> _Textauszug_:
▶
Wirtschaft

Trump-Schock trifft Deutschland: „An den Börsen drohen Panikverkäufe“ | ABC-Z

Die Angst vor einer Rezession in den USA geht um, an den US-Börsen setzt eine Verkaufswelle ein. Die Nervosität belastet auch deutsche Aktien. Was Anleger nun beachten sollten, erklärt Stefan Riße, Kapitalmarktstratege des Vermögensverwalters Acatis, im Interview mit ntv.de.

ntv.de: Nach den jüngsten Äußerungen des US-Präsidenten zu einer möglichen Rezession beben die US-Aktienmärkte. Haben sich die Investoren mit ihrer Wette auf Trump verzockt?

Stefan Riße: Sie haben sich ziemlich verzockt, und zwar absehbar. Wenn man sich mit Verstand schon vor der Wahl Donald Trumps Pläne angeguckt hätte, hätte man wissen können, dass seine Politik zunächst einmal die Inflation anheizt und damit die Zinssenkungsfantasie begrenzt. Denn Zölle heben die Inflation an, außerdem treibt die Abschiebung illegaler Migranten die Inflation. Denn diese werden nicht wie hierzulande vom Staat unterstützt, sondern leben dort als nicht reguläre Beschäftigte. In manchen Branchen wie der Landwirtschaft stellen sie bis zu 40 Prozent der Beschäftigten, auch in der Gastronomie ist der Anteil hoch. Wenn ich diese Menschen alle abschiebe, sinkt die Kaufkraft. Außerdem würden regulär Beschäftigte wesentlich mehr Geld verdienen. Insgesamt würde das nach Berechnungen von Ökonomen ein Minus beim Bruttoinlandsprodukt von sechs Prozent bedeuten – das ist erheblich – und wegen der Lohnsteigerungen auch mehr Inflation.
◀
> _Extrahiertes Material_:
▶
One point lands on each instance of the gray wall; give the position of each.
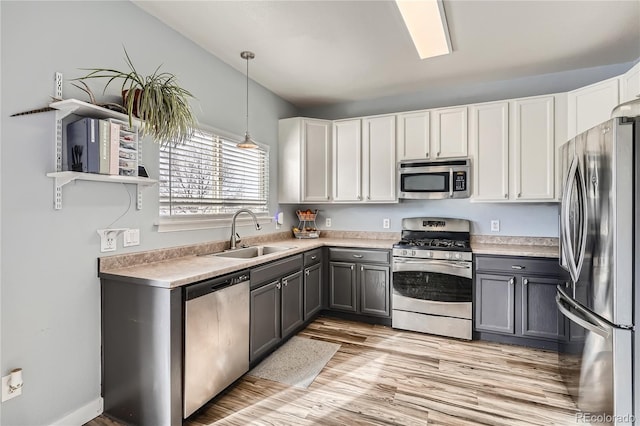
(49, 298)
(515, 219)
(49, 285)
(537, 220)
(470, 93)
◀
> _Pflichtaufgaben_:
[1] Welche Funktion hat Stefan Riße laut dem Textauszug?
[2] Stimmen die folgenden Aussagen mit dem Textauszug überein? Antworte jeweils mit Ja oder Nein und zitiere die entscheidenden Worte wörtlich.
(a) In der Landwirtschaft stellen illegale Migranten laut Riße bis zu 40 Prozent der Beschäftigten.
(b) Laut Riße senken Zölle die Inflation.
(c) Nach Berechnungen von Ökonomen ergäbe sich ein Minus beim Bruttoinlandsprodukt von vier Prozent.
[3] Nenne alle konkreten Faktoren, die laut Riße im Textauszug die Inflation erhöhen.

> _Lösungen_:
[1] Er ist Kapitalmarktstratege des Vermögensverwalters Acatis.

[2]
(a) Ja: „In manchen Branchen wie der Landwirtschaft stellen sie bis zu 40 Prozent der Beschäftigten“
(b) Nein: „Denn Zölle heben die Inflation an“
(c) Nein: „ein Minus beim Bruttoinlandsprodukt von sechs Prozent“

[3]
- Zölle
- die Abschiebung illegaler Migranten
- Lohnsteigerungen